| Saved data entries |
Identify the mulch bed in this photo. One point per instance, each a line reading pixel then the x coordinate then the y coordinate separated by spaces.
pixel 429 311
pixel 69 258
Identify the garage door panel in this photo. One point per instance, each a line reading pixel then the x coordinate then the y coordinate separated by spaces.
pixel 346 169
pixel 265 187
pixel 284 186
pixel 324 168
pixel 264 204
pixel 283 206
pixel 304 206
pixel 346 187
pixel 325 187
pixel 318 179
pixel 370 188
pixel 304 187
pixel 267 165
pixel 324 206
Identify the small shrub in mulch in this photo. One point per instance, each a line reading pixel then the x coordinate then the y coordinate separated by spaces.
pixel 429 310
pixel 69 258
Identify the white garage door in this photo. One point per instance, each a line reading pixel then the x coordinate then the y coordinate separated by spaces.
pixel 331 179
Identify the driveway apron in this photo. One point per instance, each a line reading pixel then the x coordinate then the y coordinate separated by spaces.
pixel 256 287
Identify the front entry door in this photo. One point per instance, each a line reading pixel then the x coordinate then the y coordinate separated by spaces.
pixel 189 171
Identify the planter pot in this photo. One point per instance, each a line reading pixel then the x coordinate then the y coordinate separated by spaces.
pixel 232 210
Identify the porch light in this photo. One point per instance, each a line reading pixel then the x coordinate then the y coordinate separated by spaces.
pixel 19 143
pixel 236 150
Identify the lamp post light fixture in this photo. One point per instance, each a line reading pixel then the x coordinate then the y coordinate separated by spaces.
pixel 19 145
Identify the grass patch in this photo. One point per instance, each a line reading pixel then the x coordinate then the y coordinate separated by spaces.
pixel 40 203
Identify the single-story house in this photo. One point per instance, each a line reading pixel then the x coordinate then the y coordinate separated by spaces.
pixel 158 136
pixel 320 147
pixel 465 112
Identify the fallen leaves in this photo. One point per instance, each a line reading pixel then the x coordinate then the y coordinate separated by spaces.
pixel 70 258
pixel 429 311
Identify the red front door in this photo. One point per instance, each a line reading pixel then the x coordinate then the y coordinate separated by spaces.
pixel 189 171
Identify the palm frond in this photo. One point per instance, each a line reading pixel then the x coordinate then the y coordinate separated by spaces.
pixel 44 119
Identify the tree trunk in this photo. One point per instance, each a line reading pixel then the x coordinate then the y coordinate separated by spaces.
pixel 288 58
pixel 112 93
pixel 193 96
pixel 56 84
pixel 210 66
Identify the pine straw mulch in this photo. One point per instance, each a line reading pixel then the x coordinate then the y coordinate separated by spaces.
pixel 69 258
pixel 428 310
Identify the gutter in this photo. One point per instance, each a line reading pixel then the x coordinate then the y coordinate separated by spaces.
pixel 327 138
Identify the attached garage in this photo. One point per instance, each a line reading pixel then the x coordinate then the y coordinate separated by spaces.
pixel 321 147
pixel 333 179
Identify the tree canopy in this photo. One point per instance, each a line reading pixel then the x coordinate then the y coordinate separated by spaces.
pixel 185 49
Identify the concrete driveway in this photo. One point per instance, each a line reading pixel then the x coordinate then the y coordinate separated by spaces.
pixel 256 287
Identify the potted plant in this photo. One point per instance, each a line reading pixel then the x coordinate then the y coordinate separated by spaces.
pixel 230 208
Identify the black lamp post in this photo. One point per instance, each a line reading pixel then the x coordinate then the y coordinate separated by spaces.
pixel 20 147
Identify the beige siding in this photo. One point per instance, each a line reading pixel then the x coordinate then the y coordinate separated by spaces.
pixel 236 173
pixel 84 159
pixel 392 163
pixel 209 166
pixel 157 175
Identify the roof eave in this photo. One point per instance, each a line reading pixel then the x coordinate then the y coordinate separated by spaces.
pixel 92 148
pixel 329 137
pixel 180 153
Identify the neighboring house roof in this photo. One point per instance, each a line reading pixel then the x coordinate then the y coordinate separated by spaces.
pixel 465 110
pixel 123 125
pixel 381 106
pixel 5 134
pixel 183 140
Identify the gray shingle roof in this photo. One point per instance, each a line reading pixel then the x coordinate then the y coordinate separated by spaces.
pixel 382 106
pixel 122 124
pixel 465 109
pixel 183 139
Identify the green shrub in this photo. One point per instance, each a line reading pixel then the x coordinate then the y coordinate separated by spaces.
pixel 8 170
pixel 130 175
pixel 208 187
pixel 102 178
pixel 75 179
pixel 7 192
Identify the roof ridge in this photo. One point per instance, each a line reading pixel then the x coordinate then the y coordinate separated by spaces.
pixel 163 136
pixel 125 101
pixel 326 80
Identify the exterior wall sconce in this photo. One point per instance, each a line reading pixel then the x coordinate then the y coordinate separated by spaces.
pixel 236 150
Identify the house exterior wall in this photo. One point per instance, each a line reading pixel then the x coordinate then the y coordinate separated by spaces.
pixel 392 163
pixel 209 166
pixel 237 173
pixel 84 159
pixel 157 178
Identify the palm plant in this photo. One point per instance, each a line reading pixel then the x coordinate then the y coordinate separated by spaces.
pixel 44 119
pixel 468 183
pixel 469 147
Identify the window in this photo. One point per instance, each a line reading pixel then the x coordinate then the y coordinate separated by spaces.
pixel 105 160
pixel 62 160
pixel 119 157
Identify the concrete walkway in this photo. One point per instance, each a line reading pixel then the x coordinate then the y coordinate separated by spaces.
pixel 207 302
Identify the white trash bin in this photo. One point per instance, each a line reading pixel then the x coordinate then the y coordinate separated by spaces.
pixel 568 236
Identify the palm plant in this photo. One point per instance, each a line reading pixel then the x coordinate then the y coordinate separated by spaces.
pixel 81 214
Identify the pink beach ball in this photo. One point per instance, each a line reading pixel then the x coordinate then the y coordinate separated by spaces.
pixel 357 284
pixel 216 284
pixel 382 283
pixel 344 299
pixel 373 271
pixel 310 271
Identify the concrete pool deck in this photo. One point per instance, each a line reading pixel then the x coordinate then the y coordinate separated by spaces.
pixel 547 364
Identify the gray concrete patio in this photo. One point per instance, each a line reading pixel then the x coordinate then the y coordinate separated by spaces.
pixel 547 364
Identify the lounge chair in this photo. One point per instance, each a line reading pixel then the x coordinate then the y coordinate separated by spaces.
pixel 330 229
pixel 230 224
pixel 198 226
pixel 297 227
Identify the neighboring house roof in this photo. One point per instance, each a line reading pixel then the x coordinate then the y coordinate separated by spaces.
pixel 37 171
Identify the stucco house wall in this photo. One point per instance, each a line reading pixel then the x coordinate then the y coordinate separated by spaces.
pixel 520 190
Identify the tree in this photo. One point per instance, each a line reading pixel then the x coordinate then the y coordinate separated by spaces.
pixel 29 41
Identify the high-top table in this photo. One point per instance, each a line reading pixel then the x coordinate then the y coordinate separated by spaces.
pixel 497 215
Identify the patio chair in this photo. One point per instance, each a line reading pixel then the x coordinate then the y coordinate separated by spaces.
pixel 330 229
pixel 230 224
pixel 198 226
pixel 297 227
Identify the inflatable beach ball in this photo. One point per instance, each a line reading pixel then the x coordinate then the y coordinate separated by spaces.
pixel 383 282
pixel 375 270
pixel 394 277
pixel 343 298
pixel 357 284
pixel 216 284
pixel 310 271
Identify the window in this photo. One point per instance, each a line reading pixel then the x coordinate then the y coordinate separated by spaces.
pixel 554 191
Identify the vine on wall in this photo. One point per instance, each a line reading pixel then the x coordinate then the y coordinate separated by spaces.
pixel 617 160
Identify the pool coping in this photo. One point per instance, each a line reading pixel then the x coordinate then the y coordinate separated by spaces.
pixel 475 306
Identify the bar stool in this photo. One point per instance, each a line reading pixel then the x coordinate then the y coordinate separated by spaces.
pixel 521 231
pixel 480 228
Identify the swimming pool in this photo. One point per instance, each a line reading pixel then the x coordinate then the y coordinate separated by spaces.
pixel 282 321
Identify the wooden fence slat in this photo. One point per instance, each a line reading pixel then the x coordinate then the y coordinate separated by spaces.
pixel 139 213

| HOW TO COMPLETE THIS TASK |
Produce an exact copy of the lines from the one containing "Identify the patio" through the final line of the data, both ends included, and only those.

| FINAL ANSWER |
Identify the patio chair in this photo. One point per instance, each a line reading pixel then the x coordinate then the y coordinate separated by spaces.
pixel 330 229
pixel 230 224
pixel 198 226
pixel 297 227
Identify the inflatable beach ball in this photo. One point per instance, each a line reading pixel then the x coordinate then the y coordinate separated by spaces.
pixel 383 282
pixel 375 270
pixel 394 277
pixel 343 298
pixel 357 284
pixel 216 284
pixel 310 271
Identify the window in this photo. One point per instance, each a line reading pixel then the x coordinate then the y coordinate separated by spaces.
pixel 554 191
Identify the vine on wall in this photo. One point per instance, each a line reading pixel then the x coordinate then the y coordinate separated by spaces.
pixel 617 160
Identify the pool coping in this photo. One point per instance, each a line reading pixel then the x coordinate then the y coordinate separated by spaces.
pixel 475 306
Identify the bar stool in this photo. One point per instance, each a line reading pixel then the x coordinate then the y coordinate separated by spaces.
pixel 521 231
pixel 480 228
Identify the swimming pool in this photo. One point per instance, each a line reading pixel then the x coordinate then the y coordinate separated by spaces.
pixel 282 321
Identify the wooden fence slat in this photo. One point per instance, each a line reading pixel then the x coordinate then the y coordinate separated by spaces.
pixel 139 213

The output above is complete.